*ЗАДАНИЕ*
Определите, согласуются ли с текстом о Ходасевиче и «Русалке» утверждения (a), (b) и (c). На каждое ответьте «да» или «нет» и дословно приведите решающие слова текста.
(a) Ходасевич умер еще до того, как в Париже завыли сирены воздушной тревоги.
(b) Книгу «Поэтическое хозяйство Пушкина» Ходасевич написал уже в эмиграции.
(c) «Истинная жизнь Себастьяна Найта» названа первой большой книгой, написанной по-английски.

*ИСХОДНЫЙ ТЕКСТ*

============================================================

Когда в Париже стали выть сирены воздушной тревоги, Ходасевича уже не было в живых — его похоронили полутора месяцами ранее. Вероятно, сирены в этом отрывке понадобились только для того, чтобы вызвать ассоциации с мифическими морскими божествами. А вот Кончеев, слушающий повесть о днепровских сиренах, воспринимается как трудно объяснимая жестокость со стороны Набокова, только что напечатавшего проникновенную статью об умершем Ходасевиче. Ведь как раз с «Русалкой» связан, пожалуй, самый неприятный, конфузный эпизод за всю его литературную жизнь. Увлекшись биографическими трактовками художественных текстов, Ходасевич в книжке «Поэтическое хозяйство Пушкина», написанной еще в России, доказывал, что сюжет «Русалки» основан на реальном эпизоде молодости ее автора, а героиней была крестьянка, жертва барского сладострастия. Пушкинисты тут же подвергли эту версию сокрушительной критике, доказав полную ее фантастичность. Может быть, еще и память об этой неудаче заставила самолюбивого Ходасевича отказаться от много лет вынашиваемой мысли о пушкинской биографии, которой от него ждали к юбилею 1937 года.
По отношению к памяти Ходасевича подобное напоминание о «Русалке» было бы бестактностью, появись второй том «Дара» сразу вслед за окончанием неполной публикации первого — в ту первую военную осень. Однако сама тема, соотнесенная с поэмой Пушкина, вскоре Набоковым дописанной: русалка, «потусторонность», преодоленная или непреодолимая утрата — как раз в ту пору, когда создан набросок последней главы «Дара», стала обозначаться как доминирующая в его творчестве. Она присутствует и во фрагментах неоконченного русского романа, которые впоследствии будут использованы для «Bend Sinister», книги, созданной уже в Америке. Она существенна для «Истинной жизни Себастьяна Найта», первой его большой книги, написанной по-английски.

============================================================

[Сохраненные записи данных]
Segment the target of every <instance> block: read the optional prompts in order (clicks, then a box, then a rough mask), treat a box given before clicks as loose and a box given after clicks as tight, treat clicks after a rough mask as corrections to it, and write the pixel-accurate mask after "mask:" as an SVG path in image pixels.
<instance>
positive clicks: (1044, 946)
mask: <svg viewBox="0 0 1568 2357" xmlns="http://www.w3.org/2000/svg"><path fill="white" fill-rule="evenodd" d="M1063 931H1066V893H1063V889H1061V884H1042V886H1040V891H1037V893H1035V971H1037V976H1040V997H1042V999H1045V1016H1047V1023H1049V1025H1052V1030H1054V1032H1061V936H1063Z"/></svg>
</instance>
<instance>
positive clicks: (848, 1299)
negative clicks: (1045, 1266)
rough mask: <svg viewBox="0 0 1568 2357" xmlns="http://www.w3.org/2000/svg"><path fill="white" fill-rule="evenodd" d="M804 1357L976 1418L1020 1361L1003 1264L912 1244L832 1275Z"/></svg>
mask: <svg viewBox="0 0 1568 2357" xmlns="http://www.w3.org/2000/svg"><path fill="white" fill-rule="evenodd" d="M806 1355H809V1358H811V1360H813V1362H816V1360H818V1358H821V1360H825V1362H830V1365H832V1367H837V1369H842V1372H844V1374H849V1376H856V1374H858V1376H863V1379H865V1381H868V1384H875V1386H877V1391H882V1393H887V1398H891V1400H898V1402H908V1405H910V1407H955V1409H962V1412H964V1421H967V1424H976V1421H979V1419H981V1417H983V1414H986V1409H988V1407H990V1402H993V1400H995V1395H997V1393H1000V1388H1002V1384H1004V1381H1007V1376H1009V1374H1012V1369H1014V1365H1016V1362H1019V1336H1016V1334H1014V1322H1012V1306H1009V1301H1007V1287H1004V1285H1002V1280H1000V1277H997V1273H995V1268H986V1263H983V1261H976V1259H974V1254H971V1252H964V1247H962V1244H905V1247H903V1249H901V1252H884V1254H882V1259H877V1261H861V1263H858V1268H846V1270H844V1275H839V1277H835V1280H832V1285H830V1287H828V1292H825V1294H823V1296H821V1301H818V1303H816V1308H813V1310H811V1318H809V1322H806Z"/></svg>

============================================================

*ОТВЕТ*
(a) Да: «Когда в Париже стали выть сирены воздушной тревоги, Ходасевича уже не было в живых».
(b) Нет: «написанной еще в России».
(c) Да: «первой его большой книги, написанной по-английски».